> **ЗАДАНИЕ**
Оформи в виде JSON-списка строк отрезок ниже от строки, содержащей "Detection task: search for any stylus", до строки, содержащей "0, 0, 626, 233", включая обе. Каждой строке должен соответствовать один элемент списка, пустые строки пропусти.
::::
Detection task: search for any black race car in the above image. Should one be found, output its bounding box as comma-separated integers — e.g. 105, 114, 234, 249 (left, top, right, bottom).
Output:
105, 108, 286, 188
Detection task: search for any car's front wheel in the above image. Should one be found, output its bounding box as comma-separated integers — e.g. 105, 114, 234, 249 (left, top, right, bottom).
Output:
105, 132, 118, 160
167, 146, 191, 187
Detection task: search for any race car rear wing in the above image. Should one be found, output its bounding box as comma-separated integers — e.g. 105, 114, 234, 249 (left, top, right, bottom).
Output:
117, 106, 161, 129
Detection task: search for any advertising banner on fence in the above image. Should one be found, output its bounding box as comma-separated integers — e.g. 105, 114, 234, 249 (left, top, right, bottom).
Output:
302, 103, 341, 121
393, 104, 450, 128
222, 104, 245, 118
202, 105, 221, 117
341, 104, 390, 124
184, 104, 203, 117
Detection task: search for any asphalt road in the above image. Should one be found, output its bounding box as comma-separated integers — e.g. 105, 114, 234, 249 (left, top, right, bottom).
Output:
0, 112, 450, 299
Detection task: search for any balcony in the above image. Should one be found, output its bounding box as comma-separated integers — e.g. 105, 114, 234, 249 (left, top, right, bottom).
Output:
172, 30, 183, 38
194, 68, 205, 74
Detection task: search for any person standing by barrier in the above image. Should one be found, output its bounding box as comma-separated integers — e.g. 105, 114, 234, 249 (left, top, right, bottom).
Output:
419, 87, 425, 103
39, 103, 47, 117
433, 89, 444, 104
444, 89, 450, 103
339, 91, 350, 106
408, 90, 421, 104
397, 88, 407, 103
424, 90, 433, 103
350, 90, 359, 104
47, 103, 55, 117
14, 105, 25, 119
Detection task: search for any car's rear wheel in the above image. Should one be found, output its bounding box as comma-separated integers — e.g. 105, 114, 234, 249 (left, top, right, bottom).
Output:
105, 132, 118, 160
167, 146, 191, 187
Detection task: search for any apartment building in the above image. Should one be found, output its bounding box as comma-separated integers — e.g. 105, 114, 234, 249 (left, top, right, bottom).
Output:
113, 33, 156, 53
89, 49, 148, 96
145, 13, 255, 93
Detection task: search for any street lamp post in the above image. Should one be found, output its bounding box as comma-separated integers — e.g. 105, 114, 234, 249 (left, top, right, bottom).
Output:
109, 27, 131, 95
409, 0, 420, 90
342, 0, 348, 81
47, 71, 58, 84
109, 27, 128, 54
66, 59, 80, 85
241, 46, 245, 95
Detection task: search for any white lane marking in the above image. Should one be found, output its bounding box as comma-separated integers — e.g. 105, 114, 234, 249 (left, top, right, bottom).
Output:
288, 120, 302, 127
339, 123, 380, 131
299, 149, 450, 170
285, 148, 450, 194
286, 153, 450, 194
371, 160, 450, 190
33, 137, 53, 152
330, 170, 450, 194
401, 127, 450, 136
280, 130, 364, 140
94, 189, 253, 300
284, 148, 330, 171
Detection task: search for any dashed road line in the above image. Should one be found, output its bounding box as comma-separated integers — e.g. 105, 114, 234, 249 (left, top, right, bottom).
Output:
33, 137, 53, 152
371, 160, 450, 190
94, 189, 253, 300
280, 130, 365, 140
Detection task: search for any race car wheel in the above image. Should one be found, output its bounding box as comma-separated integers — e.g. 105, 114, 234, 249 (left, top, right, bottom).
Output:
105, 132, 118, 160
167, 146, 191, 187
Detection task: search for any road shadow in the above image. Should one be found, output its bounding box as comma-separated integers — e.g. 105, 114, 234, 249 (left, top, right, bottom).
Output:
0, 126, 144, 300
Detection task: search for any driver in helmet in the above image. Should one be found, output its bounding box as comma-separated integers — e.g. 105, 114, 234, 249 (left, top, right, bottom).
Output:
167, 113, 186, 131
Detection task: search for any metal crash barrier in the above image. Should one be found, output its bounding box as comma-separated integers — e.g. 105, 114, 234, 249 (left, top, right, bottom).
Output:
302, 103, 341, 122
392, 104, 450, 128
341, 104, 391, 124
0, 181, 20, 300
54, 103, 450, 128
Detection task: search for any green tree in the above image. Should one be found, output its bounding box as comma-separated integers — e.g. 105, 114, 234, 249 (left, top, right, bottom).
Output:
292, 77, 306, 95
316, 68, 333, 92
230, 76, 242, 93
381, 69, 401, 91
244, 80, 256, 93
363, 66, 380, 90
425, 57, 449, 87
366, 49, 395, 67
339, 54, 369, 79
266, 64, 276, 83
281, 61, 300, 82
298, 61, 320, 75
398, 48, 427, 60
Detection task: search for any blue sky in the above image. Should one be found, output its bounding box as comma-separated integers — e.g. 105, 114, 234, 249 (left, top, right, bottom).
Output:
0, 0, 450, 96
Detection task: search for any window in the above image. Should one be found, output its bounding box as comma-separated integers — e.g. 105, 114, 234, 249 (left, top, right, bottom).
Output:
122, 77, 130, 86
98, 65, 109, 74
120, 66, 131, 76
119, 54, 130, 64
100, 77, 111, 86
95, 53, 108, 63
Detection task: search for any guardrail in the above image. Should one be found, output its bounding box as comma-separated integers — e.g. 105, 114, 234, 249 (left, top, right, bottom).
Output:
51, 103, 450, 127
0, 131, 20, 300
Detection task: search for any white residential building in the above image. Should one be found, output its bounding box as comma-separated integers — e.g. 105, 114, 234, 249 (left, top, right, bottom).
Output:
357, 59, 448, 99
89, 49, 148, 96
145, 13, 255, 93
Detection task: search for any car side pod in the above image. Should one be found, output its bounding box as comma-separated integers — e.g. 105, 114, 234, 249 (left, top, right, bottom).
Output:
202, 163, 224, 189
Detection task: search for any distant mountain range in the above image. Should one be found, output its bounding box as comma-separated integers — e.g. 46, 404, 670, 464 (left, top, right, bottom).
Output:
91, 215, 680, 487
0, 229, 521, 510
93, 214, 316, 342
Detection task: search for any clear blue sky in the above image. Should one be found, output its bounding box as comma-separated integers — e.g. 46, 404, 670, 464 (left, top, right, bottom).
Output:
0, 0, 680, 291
::::
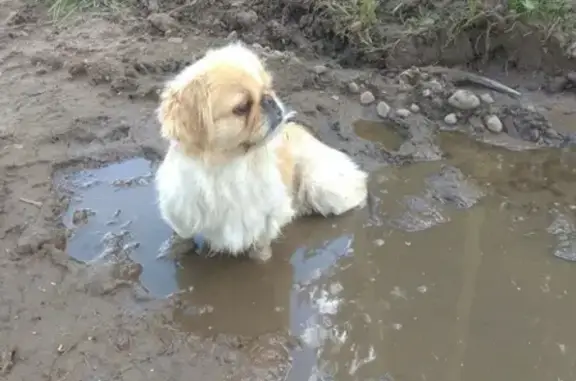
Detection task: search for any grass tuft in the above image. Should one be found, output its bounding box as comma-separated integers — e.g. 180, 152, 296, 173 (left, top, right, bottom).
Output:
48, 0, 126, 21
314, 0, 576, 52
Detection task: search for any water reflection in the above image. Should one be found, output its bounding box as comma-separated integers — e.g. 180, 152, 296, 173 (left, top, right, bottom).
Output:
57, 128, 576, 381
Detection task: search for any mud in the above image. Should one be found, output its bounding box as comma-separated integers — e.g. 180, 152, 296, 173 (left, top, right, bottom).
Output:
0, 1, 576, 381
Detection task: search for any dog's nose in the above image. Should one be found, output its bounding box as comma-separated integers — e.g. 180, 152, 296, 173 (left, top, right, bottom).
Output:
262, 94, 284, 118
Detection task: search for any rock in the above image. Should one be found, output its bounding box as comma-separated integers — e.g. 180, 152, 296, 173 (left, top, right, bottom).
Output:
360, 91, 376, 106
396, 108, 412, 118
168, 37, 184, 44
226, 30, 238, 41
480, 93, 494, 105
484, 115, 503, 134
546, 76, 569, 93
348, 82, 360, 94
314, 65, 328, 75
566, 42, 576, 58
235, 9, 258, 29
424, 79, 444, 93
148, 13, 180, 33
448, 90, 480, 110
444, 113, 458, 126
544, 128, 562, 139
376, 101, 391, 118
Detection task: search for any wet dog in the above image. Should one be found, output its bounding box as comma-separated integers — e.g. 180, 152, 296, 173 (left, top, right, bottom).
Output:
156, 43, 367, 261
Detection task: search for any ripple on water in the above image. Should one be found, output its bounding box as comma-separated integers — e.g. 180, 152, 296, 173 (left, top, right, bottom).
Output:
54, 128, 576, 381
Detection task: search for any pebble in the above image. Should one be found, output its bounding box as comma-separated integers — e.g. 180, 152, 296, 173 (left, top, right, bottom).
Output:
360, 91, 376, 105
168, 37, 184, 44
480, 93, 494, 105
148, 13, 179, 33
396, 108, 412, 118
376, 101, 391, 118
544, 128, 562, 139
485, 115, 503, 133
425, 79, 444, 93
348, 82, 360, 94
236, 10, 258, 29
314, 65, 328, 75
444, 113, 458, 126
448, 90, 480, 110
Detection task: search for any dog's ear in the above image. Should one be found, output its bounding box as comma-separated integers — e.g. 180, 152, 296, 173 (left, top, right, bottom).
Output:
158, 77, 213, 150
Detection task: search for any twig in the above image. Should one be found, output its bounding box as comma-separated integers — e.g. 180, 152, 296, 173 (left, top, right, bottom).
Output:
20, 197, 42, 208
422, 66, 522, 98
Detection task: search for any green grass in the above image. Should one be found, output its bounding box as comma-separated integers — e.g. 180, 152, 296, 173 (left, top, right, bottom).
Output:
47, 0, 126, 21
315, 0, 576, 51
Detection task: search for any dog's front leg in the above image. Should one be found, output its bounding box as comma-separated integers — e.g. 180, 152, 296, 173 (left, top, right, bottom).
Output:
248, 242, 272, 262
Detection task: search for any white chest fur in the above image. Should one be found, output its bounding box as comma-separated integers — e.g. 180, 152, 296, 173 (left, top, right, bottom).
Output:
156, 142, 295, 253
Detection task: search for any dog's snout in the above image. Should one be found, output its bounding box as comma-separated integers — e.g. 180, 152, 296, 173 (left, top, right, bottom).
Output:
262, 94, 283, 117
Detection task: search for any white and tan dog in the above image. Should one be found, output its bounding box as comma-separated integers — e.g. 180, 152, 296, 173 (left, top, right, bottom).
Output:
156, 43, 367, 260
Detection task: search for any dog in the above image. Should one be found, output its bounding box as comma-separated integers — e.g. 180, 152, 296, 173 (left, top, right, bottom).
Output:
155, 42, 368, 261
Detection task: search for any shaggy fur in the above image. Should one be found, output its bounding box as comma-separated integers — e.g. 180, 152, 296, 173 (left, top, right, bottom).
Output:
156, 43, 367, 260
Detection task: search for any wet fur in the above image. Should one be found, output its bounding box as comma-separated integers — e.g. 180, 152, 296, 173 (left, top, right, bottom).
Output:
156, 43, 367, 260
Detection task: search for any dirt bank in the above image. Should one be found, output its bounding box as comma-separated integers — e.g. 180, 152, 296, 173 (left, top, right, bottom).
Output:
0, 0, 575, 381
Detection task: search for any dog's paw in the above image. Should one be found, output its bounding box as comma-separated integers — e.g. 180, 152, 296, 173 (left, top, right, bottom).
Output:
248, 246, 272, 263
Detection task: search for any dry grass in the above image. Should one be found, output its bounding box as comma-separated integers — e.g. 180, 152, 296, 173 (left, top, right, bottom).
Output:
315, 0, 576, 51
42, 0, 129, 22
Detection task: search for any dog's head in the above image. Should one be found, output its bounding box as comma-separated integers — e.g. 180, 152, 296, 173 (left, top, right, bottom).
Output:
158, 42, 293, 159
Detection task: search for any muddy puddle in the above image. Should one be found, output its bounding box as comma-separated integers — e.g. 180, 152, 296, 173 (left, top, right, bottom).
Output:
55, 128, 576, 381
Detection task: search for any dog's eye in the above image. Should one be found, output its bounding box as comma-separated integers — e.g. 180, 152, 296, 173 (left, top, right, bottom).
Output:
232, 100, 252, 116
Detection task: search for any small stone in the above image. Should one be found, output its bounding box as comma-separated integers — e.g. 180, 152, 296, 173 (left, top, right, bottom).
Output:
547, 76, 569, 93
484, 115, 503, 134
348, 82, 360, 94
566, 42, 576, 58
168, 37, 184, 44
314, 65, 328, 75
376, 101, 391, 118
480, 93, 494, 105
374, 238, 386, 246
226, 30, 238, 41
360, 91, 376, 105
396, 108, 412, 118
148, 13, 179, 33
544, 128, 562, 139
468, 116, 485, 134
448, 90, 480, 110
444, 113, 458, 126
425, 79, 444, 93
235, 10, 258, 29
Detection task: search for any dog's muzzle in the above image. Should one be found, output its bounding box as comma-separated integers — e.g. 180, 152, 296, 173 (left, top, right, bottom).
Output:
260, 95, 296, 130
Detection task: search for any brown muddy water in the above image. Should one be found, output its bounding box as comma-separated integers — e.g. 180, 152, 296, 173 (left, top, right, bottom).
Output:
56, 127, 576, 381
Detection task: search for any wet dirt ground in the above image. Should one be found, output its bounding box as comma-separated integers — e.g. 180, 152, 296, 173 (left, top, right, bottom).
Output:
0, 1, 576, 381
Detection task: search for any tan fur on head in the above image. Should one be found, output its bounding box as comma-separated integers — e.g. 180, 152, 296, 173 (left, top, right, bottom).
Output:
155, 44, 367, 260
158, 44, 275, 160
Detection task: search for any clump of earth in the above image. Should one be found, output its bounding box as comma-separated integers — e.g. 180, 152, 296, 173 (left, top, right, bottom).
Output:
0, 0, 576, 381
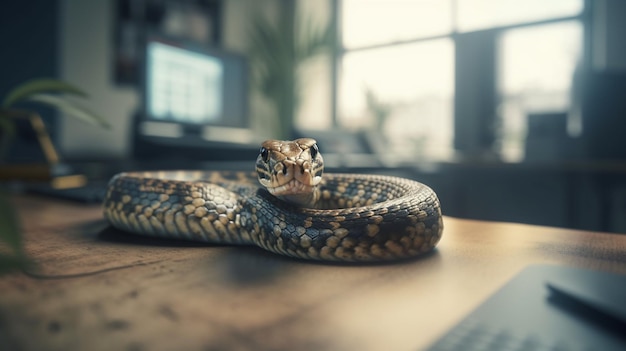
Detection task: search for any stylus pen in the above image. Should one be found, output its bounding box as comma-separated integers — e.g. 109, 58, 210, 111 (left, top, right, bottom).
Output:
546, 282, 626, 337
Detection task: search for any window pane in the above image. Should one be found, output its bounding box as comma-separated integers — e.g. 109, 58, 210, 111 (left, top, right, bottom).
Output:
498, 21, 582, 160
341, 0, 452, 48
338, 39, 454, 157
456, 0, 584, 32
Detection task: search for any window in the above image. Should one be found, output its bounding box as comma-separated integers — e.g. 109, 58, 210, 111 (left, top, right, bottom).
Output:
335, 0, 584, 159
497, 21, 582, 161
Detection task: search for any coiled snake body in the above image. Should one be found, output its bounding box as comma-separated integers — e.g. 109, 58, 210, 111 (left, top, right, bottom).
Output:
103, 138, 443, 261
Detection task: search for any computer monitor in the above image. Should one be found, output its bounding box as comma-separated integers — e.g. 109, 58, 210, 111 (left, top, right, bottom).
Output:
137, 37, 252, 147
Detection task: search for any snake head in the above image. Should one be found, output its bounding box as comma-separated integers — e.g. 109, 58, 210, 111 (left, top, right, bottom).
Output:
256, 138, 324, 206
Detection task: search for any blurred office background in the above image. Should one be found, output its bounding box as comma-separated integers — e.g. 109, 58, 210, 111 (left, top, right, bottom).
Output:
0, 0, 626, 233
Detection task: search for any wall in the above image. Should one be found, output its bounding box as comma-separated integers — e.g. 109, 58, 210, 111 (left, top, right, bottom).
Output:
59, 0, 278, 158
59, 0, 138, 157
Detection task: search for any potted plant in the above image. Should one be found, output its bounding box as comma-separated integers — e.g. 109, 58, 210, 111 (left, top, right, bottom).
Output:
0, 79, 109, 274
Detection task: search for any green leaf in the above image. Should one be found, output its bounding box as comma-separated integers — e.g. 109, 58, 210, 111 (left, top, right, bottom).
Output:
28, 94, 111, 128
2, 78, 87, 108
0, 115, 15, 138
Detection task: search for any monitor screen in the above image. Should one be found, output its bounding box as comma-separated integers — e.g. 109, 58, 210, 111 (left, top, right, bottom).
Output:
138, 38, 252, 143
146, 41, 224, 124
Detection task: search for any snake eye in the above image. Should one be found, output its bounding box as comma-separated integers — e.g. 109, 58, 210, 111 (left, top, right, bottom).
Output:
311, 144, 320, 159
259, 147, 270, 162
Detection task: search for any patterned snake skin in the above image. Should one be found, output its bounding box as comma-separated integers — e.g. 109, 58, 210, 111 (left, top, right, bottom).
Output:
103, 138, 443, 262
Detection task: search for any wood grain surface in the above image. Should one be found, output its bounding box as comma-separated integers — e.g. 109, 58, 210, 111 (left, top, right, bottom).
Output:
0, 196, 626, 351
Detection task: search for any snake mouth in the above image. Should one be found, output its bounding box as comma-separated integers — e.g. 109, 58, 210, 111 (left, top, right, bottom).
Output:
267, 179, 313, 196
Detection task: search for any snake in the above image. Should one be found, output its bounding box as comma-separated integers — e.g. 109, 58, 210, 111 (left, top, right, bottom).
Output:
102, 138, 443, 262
::::
> **РЕЗУЛЬТАТ**
[
  "Detection task: search for any stylus pen in the above image. Should one be found, output its bounding box as comma-separated integers — e.g. 109, 58, 210, 111 (left, top, right, bottom).",
  "Output:",
  "546, 282, 626, 337",
  "Detection task: search for any window pane in the above image. Should one be found, output its bounding box as comma-separated integers — e.g. 109, 58, 210, 111 (left, top, right, bottom).",
  "Output:",
  "498, 21, 582, 160",
  "341, 0, 452, 48",
  "338, 39, 454, 157",
  "456, 0, 584, 32",
  "Detection task: search for any window in the above image. Should one be found, output its bounding box as comma-separated integers — e.g. 109, 58, 210, 111 (left, top, right, bottom).",
  "Output:",
  "335, 0, 584, 159",
  "497, 21, 582, 161",
  "Detection task: search for any coiled snake body in the above image. Should one be found, output its bounding box as comma-separated integers — e.g. 109, 58, 210, 111 (left, top, right, bottom).",
  "Output:",
  "103, 138, 443, 261",
  "Detection task: search for any computer monitor in the above image. Should one be found, output its bounding box as comma-separated integers — e.g. 109, 58, 210, 111 (left, top, right, bottom).",
  "Output:",
  "137, 37, 252, 147",
  "Detection task: search for any snake head in the above image. Should one be found, output its bounding box as comma-separated integers — e.g. 109, 58, 210, 111 (left, top, right, bottom).",
  "Output:",
  "256, 138, 324, 206",
  "Detection task: search for any blurred office background in the above image. Should one be found, output its bounding box as comma-separated integers — e.g. 109, 58, 210, 111 (left, top, right, bottom).",
  "Output:",
  "0, 0, 626, 233"
]